§ EXTRACT:
———

Each educational agency must establish and implement procedures to locate, identify and evaluate children suspected of being eligible for special education. These procedures involve screening activities which include but are not limited to: review of group-based data (cumulative records, enrollment records, health records, and report cards); hearing screening (at kindergarten, first, second and third grades); vision screening (every grade level); motor screening; and speech and language screening.
Except as indicated above or otherwise announced publicly, screening activities take place in an on-going fashion throughout the school year. Screening is conducted at the Charter School unless other arrangements are necessary.
If parents need additional information regarding the purpose, time, and location of screening activities, they should call or write the CEO of Charter School at:
600 Eagleview Boulevard
Exton, PA 19341
Screening activities are often undertaken before the Charter School refers most children for a multidisciplinary team evaluation. When concerns raised either by school staff or parents warrant screening, the child is referred to an “instruction support team” (“IST”), sometimes called the “child study team.” The IST is responsible for assessing the current achievement and performance of the child, for designing school-based interventions to address concerns raised, and for assessing the effectiveness of those school-based interventions. If the concern that resulted in the referral can be addressed without special education services, or is the result of the lack of English proficiency or appropriate instruction, the IST will recommend interventions other than multidisciplinary team evaluation. Parents nevertheless have the right to request a multidisciplinary team evaluation at any time, regardless of the outcome of the screening process.
When screening indicates that a student may be eligible for special education, the Charter School will seek parental consent to conduct an evaluation. Evaluation means procedures used in the determination of whether a child has a disability and the nature and extent of the special education and related services needed by the child. The term evaluation refers to procedures used selectively with an individual child and does not indicate basic tests administered to or procedures used with all children. Before the public school can proceed with an evaluation, it must notify the parents in writing of the specific types of testing and assessment it proposes to conduct, of the date and time of the evaluation, and of the parents’ rights. The evaluation cannot begin until the parent has signed the written notice indicating that he or she consents to the proposed testing and assessments and has returned the notice to the public school. Once parental consent for evaluation is obtained, the school has timelines and procedures specified by law that it must follow. The law contains additional provisions and due process protections regarding situations in which parental consent for an initial evaluation is absent or refused discussed more fully below and in the Procedural Safeguards Notice.
This evaluation is conducted by a Multi-Disciplinary Team (MDT) which includes a teacher, other qualified professionals who work with the child, and the parents. The MDE process must be conducted in accordance with specific timelines and must include protection-in-evaluation procedures. For example, tests and procedures used as part of the Multi-Disciplinary Evaluation may not be racially or culturally biased.
The MDE process results in a written evaluation report called an Evaluation Report (ER). This report makes recommendations about a student’s eligibility for special education based on the presence of a disability and the need for specially designed instruction.
Parents who think their child is eligible for special education may request, at any time, that the Charter School conduct a Multi-Disciplinary Evaluation. Requests for a Multi-Disciplinary Evaluation must be made in writing to the CEO of the Charter School at:
600 Eagleview Boulevard,
Exton, PA 19341
If a parent makes an oral request for a Multi-Disciplinary Evaluation, the Charter School shall provide the parent with a form for that purpose. If the public school denies the parents’ request for an evaluation, the parents have the right to challenge the denial through an impartial hearing or through voluntary alternative dispute resolution such as mediation.

———

§ WHAT YOU WILL DO:
• a. Please rewrite the special education screening text, beginning at the words "Each educational agency" and stopping after "arrangements are necessary.", with "school district" substituted for "educational agency".
• b. At which grade levels does the special education screening text say hearing screening happens?

———

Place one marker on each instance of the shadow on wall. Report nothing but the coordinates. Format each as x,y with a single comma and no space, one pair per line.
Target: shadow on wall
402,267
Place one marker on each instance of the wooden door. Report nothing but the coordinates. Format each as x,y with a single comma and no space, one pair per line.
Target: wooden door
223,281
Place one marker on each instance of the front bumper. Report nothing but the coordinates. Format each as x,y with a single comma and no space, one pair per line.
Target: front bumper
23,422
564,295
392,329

———

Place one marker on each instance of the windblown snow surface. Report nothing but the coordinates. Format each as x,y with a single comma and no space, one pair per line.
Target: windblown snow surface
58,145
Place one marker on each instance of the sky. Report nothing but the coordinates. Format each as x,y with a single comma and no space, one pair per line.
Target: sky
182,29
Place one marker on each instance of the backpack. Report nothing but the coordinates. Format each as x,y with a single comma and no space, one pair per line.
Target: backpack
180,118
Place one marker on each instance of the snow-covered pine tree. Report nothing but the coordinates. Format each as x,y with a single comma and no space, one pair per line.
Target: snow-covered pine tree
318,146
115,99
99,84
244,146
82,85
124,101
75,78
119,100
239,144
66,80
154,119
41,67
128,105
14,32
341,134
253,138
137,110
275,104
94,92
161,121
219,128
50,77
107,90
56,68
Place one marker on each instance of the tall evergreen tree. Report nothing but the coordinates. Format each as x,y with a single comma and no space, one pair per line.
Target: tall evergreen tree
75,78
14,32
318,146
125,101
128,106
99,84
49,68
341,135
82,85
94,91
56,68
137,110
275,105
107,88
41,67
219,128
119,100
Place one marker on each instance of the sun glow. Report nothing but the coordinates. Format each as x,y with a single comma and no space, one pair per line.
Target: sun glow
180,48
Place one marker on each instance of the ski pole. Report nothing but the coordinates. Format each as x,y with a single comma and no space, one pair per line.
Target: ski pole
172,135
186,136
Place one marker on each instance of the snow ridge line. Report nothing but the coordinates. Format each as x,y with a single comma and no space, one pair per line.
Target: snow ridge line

———

§ EXERCISE RESPONSES:
• a.
Each school district must establish and implement procedures to locate, identify and evaluate children suspected of being eligible for special education. These procedures involve screening activities which include but are not limited to: review of group-based data (cumulative records, enrollment records, health records, and report cards); hearing screening (at kindergarten, first, second and third grades); vision screening (every grade level); motor screening; and speech and language screening.
Except as indicated above or otherwise announced publicly, screening activities take place in an on-going fashion throughout the school year. Screening is conducted at the Charter School unless other arrangements are necessary.

• b. Kindergarten, first, second and third grades.